• [Complete the following]
A) In the forum thread, which class does the asker's workaround use to turn an Int into a String?
B) Retype the part of the forum thread that opens with the words containing "let x : Int = 42" and closes with "Int? = myString.toInt()".

• [Quoted passage]
====

635

I'm trying to work out how to cast an Int into a String in Swift.

I figure out a workaround, using NSNumber but I'd love to figure out how to do it all in Swift.

let x : Int = 45
let xNSNumber = x as NSNumber
let xString : String = xNSNumber.stringValue

23 Answers 23

1082

Converting Int to String:

let x : Int = 42
var myString = String(x)

And the other way around - converting String to Int:

let myString : String = "42"
let x: Int? = myString.toInt()

if (x != nil) {
    // Successfully converted String to Int
}

Or if you're using Swift 2 or 3:

let x: Int? = Int(myString)
5
  • 2
    While this works, use the toString function, shown in an answer below.
    – ybakos
    Jan 28, 2015 at 22:20
  • 2
    Int doesn't appear to have a toString() method at least not in Xcode 6.2 edit: I see that there is a global toString method (not Int.toString()), anyone know the advantage over using the String() constructor?

====

• [Data shown]
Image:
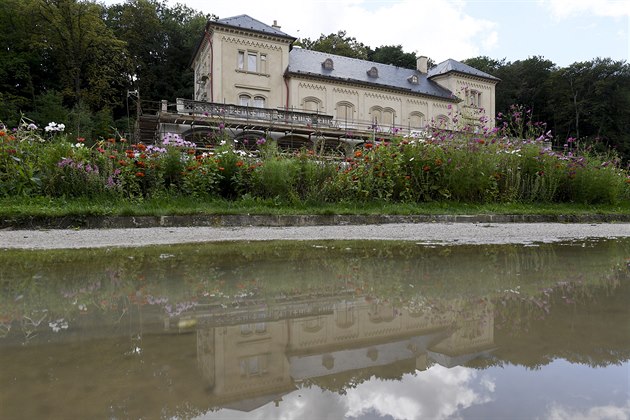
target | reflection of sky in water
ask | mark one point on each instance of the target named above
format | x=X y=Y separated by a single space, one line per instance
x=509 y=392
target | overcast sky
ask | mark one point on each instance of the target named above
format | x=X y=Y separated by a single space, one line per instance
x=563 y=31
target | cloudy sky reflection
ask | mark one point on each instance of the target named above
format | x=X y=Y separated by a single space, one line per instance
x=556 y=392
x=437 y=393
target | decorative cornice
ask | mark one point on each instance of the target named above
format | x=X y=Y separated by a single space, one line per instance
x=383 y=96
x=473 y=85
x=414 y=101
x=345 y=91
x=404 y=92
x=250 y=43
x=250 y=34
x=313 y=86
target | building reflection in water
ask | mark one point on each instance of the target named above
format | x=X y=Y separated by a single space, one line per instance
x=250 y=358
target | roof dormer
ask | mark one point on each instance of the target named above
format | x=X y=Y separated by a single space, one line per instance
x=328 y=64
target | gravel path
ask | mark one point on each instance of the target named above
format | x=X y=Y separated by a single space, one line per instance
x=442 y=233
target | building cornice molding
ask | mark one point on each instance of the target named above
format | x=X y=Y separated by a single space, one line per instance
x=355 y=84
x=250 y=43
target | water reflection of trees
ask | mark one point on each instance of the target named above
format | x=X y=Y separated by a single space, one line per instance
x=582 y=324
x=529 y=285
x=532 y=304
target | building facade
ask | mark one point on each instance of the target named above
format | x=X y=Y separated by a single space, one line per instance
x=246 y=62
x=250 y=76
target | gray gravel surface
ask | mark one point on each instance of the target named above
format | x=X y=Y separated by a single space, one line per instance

====

• [Answers provided]
A) NSNumber

B)
let x : Int = 42
var myString = String(x)

And the other way around - converting String to Int:

let myString : String = "42"
let x: Int? = myString.toInt()